**The request:** Filter the records below, copying each line that contains the string "grass".

-- Start of Data to use --

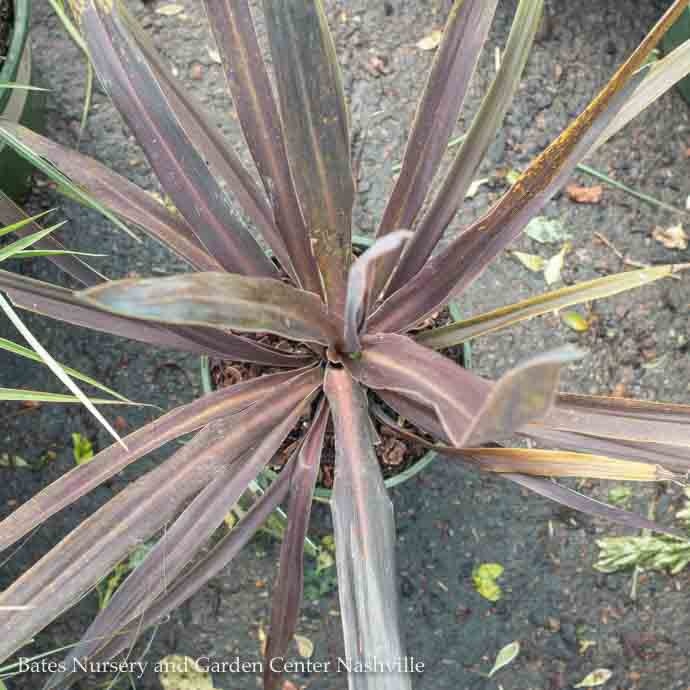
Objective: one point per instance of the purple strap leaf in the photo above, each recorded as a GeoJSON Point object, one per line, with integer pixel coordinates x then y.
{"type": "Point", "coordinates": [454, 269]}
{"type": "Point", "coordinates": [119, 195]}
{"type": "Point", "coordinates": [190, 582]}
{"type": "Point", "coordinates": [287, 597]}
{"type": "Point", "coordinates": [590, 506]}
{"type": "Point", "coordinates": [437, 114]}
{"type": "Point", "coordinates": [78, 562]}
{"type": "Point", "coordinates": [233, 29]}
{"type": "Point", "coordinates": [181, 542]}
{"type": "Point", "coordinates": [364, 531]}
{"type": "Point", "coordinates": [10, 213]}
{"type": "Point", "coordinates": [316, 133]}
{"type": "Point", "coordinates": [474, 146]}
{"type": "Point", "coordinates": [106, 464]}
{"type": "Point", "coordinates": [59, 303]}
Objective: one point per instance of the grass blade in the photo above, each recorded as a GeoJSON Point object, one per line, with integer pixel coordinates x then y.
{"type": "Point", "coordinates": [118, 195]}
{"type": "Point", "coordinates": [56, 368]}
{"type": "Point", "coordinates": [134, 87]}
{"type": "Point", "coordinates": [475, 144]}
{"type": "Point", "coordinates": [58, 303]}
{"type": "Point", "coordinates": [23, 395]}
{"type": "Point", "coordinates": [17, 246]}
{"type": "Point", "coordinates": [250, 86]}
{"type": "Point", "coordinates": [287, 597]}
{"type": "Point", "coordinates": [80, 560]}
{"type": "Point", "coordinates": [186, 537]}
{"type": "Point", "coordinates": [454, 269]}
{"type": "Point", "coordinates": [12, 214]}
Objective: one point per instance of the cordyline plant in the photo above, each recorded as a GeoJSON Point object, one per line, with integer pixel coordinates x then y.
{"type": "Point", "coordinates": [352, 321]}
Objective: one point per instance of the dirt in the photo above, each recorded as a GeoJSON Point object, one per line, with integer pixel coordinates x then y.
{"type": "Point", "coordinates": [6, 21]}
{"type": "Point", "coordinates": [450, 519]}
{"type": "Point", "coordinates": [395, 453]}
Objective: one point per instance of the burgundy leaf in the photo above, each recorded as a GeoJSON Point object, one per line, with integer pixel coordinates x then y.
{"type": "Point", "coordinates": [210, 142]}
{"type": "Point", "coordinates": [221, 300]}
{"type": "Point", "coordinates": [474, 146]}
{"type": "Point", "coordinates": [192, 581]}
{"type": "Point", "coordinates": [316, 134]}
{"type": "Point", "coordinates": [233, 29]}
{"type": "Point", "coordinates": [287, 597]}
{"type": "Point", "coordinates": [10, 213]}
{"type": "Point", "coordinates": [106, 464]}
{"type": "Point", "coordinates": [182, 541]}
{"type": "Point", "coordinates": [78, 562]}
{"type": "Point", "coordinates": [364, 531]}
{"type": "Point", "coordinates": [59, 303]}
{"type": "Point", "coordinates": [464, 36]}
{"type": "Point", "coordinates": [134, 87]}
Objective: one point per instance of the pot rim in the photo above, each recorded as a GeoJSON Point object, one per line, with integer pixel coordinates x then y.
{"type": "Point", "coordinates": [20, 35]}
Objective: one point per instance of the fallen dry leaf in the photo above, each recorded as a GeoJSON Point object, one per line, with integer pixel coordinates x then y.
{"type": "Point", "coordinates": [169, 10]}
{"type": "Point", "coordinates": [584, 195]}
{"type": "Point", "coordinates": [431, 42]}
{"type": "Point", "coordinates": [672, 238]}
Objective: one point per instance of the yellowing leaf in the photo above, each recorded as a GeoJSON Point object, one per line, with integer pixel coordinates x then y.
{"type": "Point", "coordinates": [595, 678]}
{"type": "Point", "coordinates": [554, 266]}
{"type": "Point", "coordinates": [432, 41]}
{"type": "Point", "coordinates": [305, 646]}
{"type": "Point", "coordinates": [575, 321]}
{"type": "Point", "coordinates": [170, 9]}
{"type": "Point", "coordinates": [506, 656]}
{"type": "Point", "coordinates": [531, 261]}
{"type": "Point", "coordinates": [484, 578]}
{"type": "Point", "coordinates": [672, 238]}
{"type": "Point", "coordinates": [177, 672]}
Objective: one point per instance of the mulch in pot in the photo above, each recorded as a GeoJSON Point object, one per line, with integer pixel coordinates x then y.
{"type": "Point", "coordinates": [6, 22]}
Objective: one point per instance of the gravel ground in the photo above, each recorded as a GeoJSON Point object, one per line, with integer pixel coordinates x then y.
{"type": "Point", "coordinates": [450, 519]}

-- End of Data to use --
-- Start of Data to use --

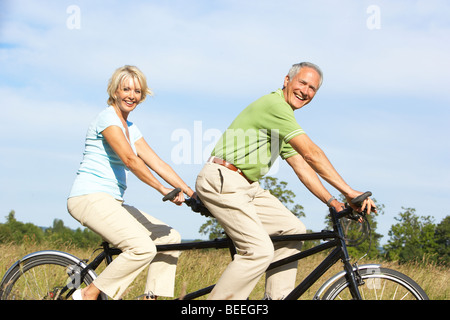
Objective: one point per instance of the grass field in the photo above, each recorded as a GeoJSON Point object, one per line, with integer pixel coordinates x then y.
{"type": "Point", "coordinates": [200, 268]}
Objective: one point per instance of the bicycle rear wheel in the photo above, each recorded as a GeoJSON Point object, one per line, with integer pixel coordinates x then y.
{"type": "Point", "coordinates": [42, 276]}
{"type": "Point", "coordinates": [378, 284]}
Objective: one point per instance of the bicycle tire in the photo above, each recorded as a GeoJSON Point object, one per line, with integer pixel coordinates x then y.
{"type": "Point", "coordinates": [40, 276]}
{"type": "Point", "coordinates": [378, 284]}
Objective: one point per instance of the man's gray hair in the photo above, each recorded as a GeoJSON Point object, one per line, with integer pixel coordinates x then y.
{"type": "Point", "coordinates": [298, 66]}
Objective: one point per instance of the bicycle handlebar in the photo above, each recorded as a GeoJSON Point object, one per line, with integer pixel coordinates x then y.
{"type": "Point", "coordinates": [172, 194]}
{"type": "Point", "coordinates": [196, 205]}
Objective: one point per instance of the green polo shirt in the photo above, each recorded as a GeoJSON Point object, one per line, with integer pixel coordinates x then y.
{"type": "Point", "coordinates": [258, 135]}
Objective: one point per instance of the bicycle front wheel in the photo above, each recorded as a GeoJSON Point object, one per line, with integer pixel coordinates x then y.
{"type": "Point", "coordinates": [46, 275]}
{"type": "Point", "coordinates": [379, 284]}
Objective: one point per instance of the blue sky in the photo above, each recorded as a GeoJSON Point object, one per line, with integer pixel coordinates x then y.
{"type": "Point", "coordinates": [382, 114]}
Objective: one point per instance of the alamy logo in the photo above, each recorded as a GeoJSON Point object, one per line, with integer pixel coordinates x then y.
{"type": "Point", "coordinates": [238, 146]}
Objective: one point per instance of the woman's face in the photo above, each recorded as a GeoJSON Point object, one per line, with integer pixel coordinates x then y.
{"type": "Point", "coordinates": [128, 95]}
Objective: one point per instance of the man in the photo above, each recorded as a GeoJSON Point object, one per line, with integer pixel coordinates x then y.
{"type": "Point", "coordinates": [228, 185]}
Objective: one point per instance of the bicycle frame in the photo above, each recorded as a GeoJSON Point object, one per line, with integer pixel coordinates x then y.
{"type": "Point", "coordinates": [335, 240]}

-- End of Data to use --

**Final result:**
Objective: one point per instance of the grass blade in the photo above, each recorded as a GeoJSON Point object, one per line, with integer pixel coordinates x then y.
Objective: one point per instance of the grass field in the photo above, each recorded as a GeoJSON Point object, one per line, with integer pixel coordinates x then y.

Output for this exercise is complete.